JOB A:
Translate this sentence from the biography of John Pyel into Spanish: "His brother Henry became Archdeacon of Northampton."

SELECTED EXCERPT:
********************

John Pyel (born c. 1310 – 1382) was a London merchant who was elected Mayor of London in 1372.

Biography

He was born circa 1310 in Irthlingborough, Northamptonshire and inherited land there from his father, which he added to during his lifetime.  In 1353 he purchased the manor of Irthlingborough from Sir Simon de Drayton. His brother Henry became Archdeacon of Northampton.

He became a merchant in London, served from 1369 as an Alderman of Castle Baynard ward, was Sheriff of London in 1369 and elected Mayor of London in 1372. He was elected Member of Parliament for the City of London in 1361 and 1376 as one of the two aldermanic representatives of the city.

********************

PROVIDED RECORDS:
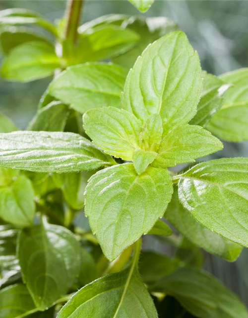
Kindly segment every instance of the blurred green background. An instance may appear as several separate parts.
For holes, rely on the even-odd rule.
[[[65,5],[65,0],[0,0],[1,10],[26,8],[38,11],[51,21],[62,16]],[[82,22],[110,13],[140,14],[127,0],[85,0]],[[248,67],[248,0],[155,0],[145,15],[174,19],[187,34],[199,53],[203,69],[208,72],[218,75]],[[23,84],[0,79],[0,111],[24,129],[51,80]],[[248,157],[248,142],[225,143],[221,155]],[[147,244],[158,250],[165,248],[157,241]],[[208,255],[205,266],[248,305],[248,251],[244,249],[234,263]]]

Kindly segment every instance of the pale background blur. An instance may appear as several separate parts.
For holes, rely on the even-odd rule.
[[[0,9],[22,7],[37,10],[52,21],[61,17],[64,0],[0,0]],[[82,21],[109,13],[140,13],[127,0],[85,0]],[[174,19],[189,37],[200,55],[202,67],[218,75],[248,67],[248,0],[155,0],[146,16]],[[39,98],[51,79],[22,84],[0,79],[0,110],[24,129],[35,114]],[[221,156],[248,157],[248,142],[225,143]],[[149,247],[161,250],[157,241]],[[248,305],[248,251],[235,263],[207,256],[205,268],[239,294]]]

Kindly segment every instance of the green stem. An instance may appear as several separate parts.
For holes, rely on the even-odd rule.
[[[74,45],[77,39],[77,28],[79,22],[83,0],[68,0],[66,13],[64,38]]]

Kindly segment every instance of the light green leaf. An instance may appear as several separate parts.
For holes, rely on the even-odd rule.
[[[157,318],[152,300],[132,266],[104,276],[76,293],[57,318]]]
[[[222,143],[199,126],[184,125],[171,130],[162,140],[152,165],[158,168],[192,162],[223,148]]]
[[[214,75],[203,72],[203,90],[197,106],[197,112],[190,121],[192,125],[205,127],[221,107],[223,96],[229,85]]]
[[[104,63],[86,63],[68,68],[54,80],[49,93],[77,111],[103,106],[118,106],[126,71]]]
[[[220,79],[233,85],[225,95],[221,109],[207,128],[224,140],[248,140],[248,68],[223,74]]]
[[[34,131],[62,131],[68,114],[66,105],[59,101],[52,102],[38,111],[27,129]]]
[[[31,226],[35,206],[30,180],[24,175],[18,176],[12,169],[2,168],[0,168],[0,217],[18,226]]]
[[[21,318],[36,311],[34,302],[23,284],[0,291],[0,318]]]
[[[163,123],[157,114],[149,116],[142,128],[140,134],[142,148],[146,150],[157,151],[162,140]]]
[[[18,131],[0,134],[0,166],[38,172],[94,170],[114,163],[72,133]]]
[[[13,49],[4,59],[1,75],[9,80],[27,82],[52,75],[60,66],[52,45],[29,42]]]
[[[105,25],[87,29],[79,34],[74,63],[113,57],[131,48],[139,39],[139,35],[134,31],[117,25]]]
[[[23,27],[5,27],[0,33],[0,42],[2,51],[8,54],[16,46],[27,42],[41,41],[51,44],[48,40]]]
[[[199,318],[247,318],[248,312],[238,297],[210,274],[182,268],[152,287],[176,298]]]
[[[184,33],[171,32],[137,59],[126,78],[123,107],[143,121],[160,114],[166,133],[192,118],[202,88],[197,53]]]
[[[34,24],[44,28],[55,36],[57,35],[56,27],[34,11],[14,8],[0,11],[0,25]]]
[[[157,153],[145,151],[141,149],[136,150],[132,156],[133,166],[138,174],[144,172],[147,167],[157,157]]]
[[[105,152],[131,160],[139,148],[141,123],[126,110],[102,107],[84,114],[83,127],[93,142]]]
[[[248,158],[196,164],[179,179],[179,198],[203,226],[248,247]]]
[[[110,260],[147,233],[164,213],[173,188],[166,169],[149,167],[137,175],[131,163],[97,172],[85,192],[85,214]]]
[[[154,0],[128,0],[128,1],[142,12],[147,11],[154,2]]]
[[[158,220],[152,229],[148,232],[148,234],[152,235],[162,235],[168,237],[173,233],[171,228],[166,223],[161,220]]]
[[[152,251],[144,251],[139,259],[139,268],[144,282],[150,284],[159,281],[175,271],[179,264],[179,260],[176,258],[170,258]]]
[[[126,18],[122,27],[132,30],[140,36],[139,41],[132,49],[113,59],[115,63],[128,70],[133,66],[137,58],[148,44],[170,32],[178,30],[176,22],[164,16],[146,18],[141,16],[131,16],[129,19]]]
[[[23,281],[45,310],[68,292],[79,274],[80,246],[68,230],[41,224],[22,231],[17,254]]]
[[[165,217],[182,234],[198,246],[229,261],[237,259],[242,246],[226,239],[197,222],[184,208],[174,191]]]
[[[62,190],[65,201],[73,209],[79,210],[83,207],[84,193],[87,181],[92,175],[92,172],[54,174],[53,178],[58,187]]]
[[[0,113],[0,133],[10,133],[17,130],[15,125],[9,118]]]

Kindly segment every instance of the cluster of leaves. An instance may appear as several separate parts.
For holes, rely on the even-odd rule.
[[[248,139],[248,70],[203,72],[165,18],[103,17],[75,47],[63,21],[14,9],[0,23],[3,77],[61,72],[25,131],[0,116],[0,318],[247,318],[200,248],[233,261],[248,247],[248,159],[168,168]],[[175,256],[139,258],[146,234]]]

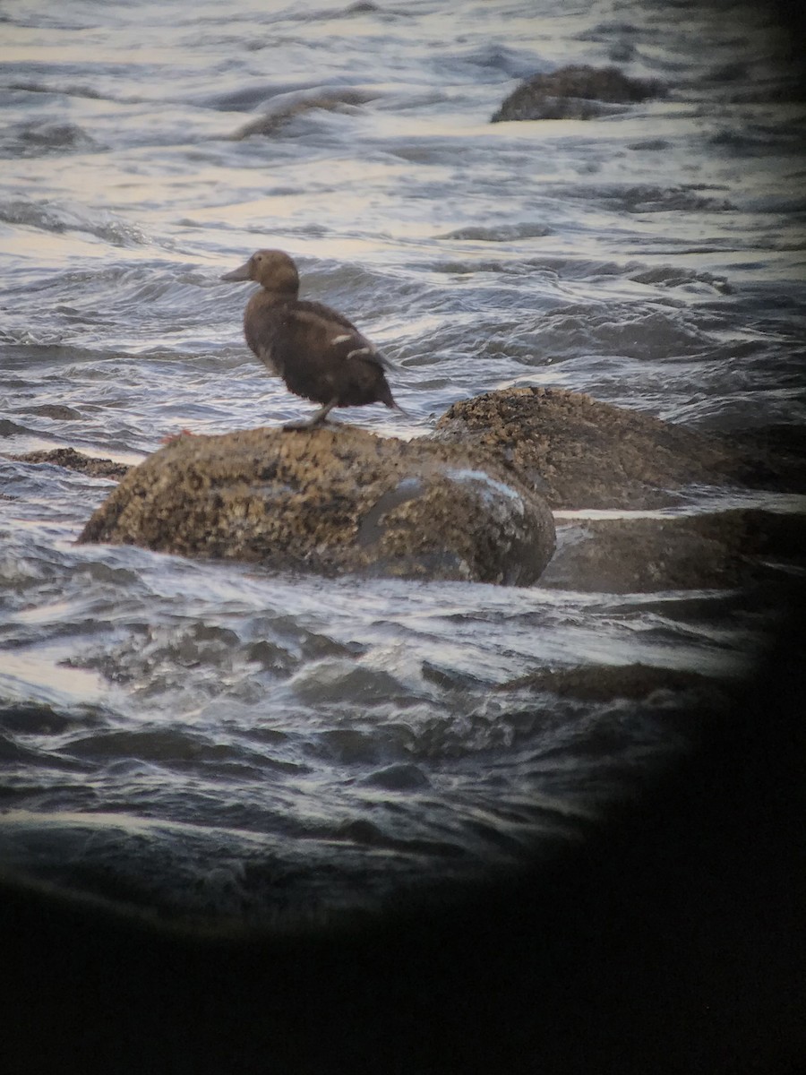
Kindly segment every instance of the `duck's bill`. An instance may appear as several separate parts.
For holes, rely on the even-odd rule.
[[[249,280],[249,262],[242,264],[240,269],[233,269],[232,272],[226,272],[221,280]]]

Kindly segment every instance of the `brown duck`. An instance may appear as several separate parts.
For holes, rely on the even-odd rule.
[[[221,280],[260,284],[244,311],[247,344],[294,396],[321,403],[306,421],[285,429],[318,426],[336,406],[386,403],[400,410],[384,374],[391,363],[342,314],[298,298],[297,266],[283,250],[257,250]]]

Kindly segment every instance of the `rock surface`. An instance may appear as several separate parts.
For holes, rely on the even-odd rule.
[[[491,123],[506,119],[592,119],[624,111],[619,105],[662,97],[659,82],[630,78],[618,68],[574,64],[534,74],[507,97]]]
[[[716,484],[733,465],[726,446],[637,411],[562,388],[507,388],[450,406],[441,441],[493,453],[560,507],[654,508],[674,489]]]
[[[551,513],[494,458],[350,426],[182,436],[132,470],[80,541],[323,574],[529,585]]]

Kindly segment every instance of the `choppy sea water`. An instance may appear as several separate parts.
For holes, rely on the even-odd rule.
[[[803,420],[806,108],[765,10],[27,0],[0,17],[3,453],[133,462],[182,428],[303,414],[243,343],[247,289],[219,281],[267,245],[399,364],[405,416],[343,413],[382,434],[513,384],[703,430]],[[567,62],[670,91],[489,123]],[[265,112],[268,134],[233,138]],[[664,692],[508,683],[735,676],[766,629],[726,591],[325,582],[76,547],[111,483],[6,458],[0,482],[0,861],[129,904],[316,919],[515,866],[582,835],[682,736]]]

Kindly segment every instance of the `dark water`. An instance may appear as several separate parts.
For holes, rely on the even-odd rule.
[[[136,461],[182,428],[299,417],[243,344],[247,289],[219,282],[265,245],[400,364],[407,416],[344,413],[379,433],[513,384],[704,430],[804,418],[806,106],[765,9],[2,19],[5,453]],[[668,95],[488,121],[527,74],[613,61]],[[269,134],[232,138],[264,112]],[[8,459],[0,483],[0,859],[128,903],[307,919],[517,864],[681,737],[664,692],[499,687],[577,664],[733,676],[766,629],[724,591],[326,583],[76,547],[110,483]]]

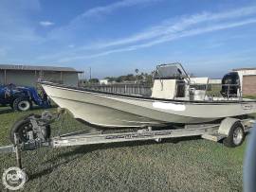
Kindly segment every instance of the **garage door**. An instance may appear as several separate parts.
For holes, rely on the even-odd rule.
[[[243,95],[256,96],[256,76],[243,77]]]

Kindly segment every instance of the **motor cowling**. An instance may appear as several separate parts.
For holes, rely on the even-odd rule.
[[[230,72],[223,77],[221,95],[224,97],[237,97],[239,89],[240,79],[237,72]]]

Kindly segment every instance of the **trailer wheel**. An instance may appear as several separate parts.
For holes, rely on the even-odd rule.
[[[240,121],[237,121],[230,128],[228,137],[223,140],[223,144],[229,148],[236,148],[241,146],[244,140],[244,126]]]
[[[25,112],[30,110],[32,103],[26,97],[18,97],[13,103],[13,110],[19,112]]]
[[[12,126],[10,132],[9,132],[9,139],[11,141],[12,144],[14,144],[14,134],[18,133],[19,136],[19,142],[27,142],[29,140],[29,132],[32,133],[33,138],[37,138],[37,134],[33,131],[33,128],[32,128],[32,124],[29,120],[29,118],[27,118],[28,116],[23,118],[23,119],[19,119],[17,120],[14,125]],[[36,114],[35,115],[36,118],[40,118],[41,115]],[[46,139],[48,139],[50,137],[50,126],[47,125],[46,127],[46,129],[42,130],[42,133],[43,136]]]

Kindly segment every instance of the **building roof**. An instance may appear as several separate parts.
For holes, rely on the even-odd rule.
[[[233,71],[244,71],[244,70],[256,70],[256,67],[233,69]]]
[[[59,72],[75,72],[83,73],[83,71],[77,71],[72,67],[56,67],[56,66],[32,66],[32,65],[18,65],[18,64],[0,64],[0,70],[25,70],[25,71],[59,71]]]

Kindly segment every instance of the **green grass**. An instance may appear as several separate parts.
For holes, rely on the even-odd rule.
[[[29,113],[0,109],[1,146],[9,144],[11,124]],[[88,129],[65,119],[62,132]],[[54,134],[58,126],[52,126]],[[242,191],[245,148],[190,138],[40,148],[22,153],[29,175],[24,191]],[[2,174],[15,166],[14,154],[1,154],[0,162]]]

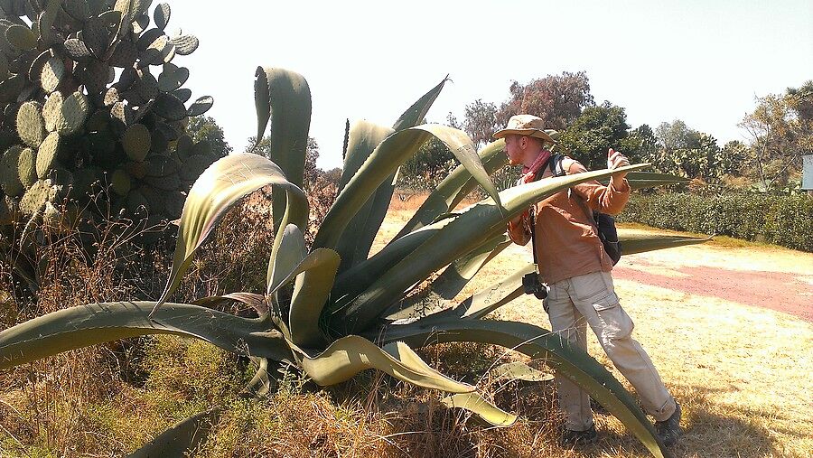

********************

JOB B:
Pull out every line of the listing above that contains the word "water".

REPLY A:
Su hermano Henry se convirtió en arcediano de Northampton.

REPLY B:
Kindly segment every instance of the `choppy sea water`. An instance may appear as several separate parts.
Kindly segment every instance of the `dark water`. An instance may appear as several separate parts.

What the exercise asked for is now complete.